- [Prompt]: Find every line in the collection entries that contains the word "cloud" and copy each one. Case counts.

[Collection entries]

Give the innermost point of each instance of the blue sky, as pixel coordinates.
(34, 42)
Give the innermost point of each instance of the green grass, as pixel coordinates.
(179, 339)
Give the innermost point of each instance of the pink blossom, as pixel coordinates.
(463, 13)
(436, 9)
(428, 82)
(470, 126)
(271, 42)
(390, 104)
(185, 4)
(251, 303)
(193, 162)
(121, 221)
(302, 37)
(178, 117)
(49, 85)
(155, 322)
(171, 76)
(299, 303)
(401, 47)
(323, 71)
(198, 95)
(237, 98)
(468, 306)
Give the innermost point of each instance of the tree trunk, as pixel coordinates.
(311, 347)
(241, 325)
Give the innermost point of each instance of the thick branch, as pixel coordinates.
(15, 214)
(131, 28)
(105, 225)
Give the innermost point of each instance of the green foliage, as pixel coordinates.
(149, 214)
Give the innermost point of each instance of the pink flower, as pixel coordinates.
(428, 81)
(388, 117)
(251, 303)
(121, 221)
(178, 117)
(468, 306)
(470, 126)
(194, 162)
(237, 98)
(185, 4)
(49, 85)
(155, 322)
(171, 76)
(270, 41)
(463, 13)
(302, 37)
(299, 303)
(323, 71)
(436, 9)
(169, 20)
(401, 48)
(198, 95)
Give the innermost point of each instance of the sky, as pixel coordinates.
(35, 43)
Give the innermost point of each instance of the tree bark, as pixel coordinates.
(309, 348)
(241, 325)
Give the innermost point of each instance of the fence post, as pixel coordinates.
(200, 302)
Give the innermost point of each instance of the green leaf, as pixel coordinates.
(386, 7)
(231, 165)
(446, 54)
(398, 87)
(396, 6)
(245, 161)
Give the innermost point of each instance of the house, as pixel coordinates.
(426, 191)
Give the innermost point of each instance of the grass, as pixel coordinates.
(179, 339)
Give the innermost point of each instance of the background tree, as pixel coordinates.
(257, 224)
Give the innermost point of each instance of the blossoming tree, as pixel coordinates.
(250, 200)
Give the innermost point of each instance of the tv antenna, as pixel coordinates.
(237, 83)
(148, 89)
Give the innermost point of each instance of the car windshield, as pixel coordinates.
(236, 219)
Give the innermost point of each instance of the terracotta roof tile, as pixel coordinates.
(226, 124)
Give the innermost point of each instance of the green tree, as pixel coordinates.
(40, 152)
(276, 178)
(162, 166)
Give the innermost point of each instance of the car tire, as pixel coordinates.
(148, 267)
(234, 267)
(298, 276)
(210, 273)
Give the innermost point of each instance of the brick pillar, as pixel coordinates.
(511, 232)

---

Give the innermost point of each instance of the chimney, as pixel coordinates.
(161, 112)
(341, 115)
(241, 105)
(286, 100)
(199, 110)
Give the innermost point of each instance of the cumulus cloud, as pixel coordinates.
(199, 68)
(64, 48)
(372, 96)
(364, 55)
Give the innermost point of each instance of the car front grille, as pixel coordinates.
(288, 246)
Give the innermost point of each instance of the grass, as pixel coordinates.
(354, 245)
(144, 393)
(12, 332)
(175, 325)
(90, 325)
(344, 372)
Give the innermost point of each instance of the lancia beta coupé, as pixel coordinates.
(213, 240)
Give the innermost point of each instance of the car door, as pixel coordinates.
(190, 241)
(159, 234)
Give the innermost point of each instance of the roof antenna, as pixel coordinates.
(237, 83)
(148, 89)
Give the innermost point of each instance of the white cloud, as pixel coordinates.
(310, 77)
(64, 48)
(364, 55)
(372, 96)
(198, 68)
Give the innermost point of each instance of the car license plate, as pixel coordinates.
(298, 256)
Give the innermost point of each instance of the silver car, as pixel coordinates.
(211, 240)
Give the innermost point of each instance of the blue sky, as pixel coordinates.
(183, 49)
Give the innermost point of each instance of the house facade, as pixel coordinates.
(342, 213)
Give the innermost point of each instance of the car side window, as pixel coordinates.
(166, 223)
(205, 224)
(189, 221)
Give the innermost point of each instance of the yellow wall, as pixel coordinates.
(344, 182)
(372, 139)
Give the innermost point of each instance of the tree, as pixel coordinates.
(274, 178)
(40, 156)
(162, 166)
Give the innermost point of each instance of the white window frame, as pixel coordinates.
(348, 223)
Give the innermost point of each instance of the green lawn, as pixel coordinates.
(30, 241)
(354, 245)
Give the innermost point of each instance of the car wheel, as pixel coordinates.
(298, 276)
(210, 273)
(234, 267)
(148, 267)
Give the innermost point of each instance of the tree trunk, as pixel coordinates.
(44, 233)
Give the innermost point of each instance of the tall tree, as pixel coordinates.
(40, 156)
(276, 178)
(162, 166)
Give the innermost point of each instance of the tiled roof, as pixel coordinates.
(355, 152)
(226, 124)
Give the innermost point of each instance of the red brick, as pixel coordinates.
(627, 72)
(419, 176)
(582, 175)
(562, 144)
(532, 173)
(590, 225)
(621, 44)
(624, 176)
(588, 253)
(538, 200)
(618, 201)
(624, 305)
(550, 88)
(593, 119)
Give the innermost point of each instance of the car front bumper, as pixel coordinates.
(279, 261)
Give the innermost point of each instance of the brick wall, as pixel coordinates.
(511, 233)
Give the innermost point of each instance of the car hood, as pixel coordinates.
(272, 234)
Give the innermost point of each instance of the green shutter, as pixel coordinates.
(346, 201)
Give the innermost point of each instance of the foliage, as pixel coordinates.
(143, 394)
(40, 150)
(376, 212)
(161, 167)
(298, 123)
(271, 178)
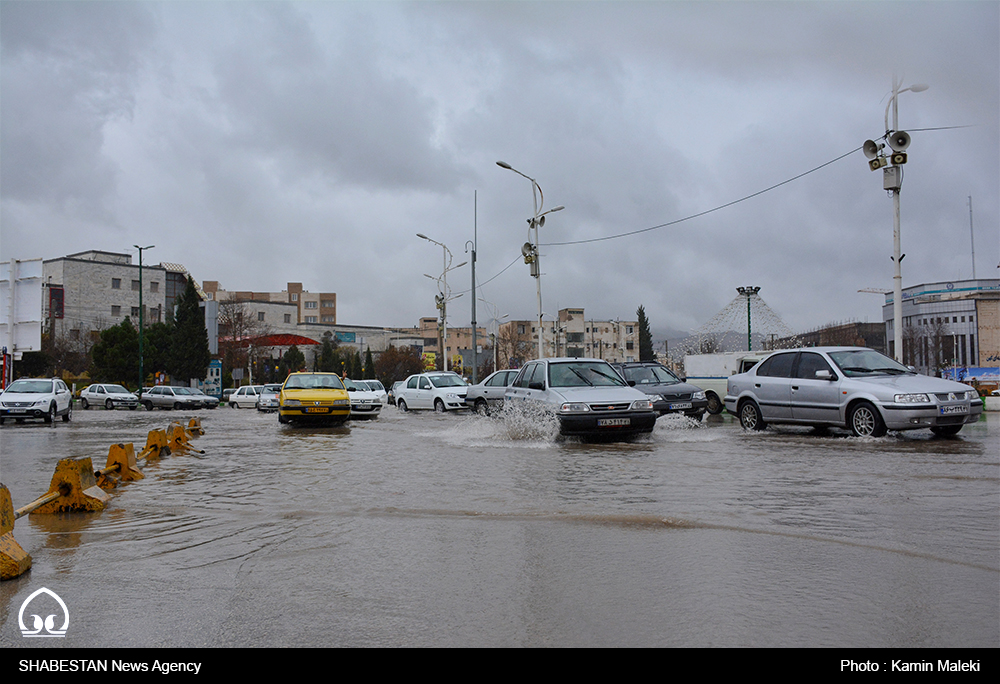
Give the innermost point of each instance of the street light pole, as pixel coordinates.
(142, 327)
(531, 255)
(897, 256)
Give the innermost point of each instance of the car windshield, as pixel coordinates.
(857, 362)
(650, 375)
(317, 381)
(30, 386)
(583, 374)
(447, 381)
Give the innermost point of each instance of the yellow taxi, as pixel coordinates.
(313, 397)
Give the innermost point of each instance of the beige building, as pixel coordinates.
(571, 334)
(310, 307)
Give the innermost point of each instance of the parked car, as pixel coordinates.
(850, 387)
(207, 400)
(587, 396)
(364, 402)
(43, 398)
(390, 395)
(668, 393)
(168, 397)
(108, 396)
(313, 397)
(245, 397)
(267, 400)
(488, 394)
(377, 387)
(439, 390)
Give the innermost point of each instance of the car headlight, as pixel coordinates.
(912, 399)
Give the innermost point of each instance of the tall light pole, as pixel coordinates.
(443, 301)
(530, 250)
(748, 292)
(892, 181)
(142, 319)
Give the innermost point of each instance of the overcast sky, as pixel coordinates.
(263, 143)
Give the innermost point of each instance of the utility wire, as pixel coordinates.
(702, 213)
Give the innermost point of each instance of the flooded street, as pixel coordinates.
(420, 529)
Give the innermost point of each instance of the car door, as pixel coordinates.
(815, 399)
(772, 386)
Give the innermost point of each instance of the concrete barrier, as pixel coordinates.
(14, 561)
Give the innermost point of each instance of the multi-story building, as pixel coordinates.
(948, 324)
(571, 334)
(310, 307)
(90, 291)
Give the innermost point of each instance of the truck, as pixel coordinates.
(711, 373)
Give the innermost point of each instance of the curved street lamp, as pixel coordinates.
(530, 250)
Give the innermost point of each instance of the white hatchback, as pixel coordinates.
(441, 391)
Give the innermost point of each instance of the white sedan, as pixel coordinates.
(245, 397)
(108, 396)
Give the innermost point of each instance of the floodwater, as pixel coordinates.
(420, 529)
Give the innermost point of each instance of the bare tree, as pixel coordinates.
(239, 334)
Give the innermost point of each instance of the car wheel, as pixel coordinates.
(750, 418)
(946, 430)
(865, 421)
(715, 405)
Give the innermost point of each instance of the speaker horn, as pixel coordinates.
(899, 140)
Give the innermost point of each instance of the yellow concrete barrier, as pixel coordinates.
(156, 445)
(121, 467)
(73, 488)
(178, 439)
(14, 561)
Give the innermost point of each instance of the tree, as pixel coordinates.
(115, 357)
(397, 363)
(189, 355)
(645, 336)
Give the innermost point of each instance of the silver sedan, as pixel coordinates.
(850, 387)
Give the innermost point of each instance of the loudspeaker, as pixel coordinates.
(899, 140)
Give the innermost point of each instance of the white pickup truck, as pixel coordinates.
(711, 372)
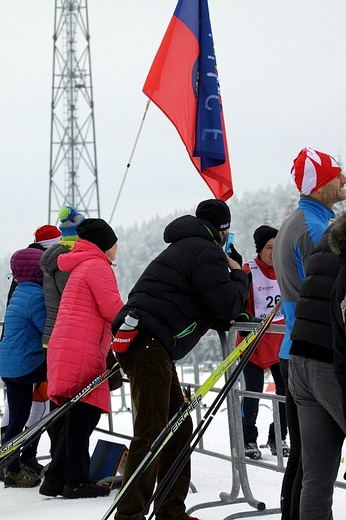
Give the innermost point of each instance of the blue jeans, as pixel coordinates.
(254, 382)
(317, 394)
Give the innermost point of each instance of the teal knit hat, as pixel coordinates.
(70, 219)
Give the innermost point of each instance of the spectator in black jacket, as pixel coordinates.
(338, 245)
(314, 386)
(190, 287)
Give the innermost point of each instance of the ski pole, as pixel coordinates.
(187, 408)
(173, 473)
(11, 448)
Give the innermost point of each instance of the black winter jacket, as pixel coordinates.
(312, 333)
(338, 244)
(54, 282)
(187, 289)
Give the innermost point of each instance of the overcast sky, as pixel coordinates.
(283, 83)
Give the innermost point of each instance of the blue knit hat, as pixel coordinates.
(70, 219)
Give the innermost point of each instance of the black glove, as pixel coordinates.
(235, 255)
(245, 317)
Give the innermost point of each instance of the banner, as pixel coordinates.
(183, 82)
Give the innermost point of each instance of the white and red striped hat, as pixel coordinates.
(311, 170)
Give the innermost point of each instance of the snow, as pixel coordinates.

- [Answer in full]:
Give the innermost point of each instance of the cumulus cloud, as pixel coordinates.
Give the innermost point of each instance of the white cloud, as pixel coordinates.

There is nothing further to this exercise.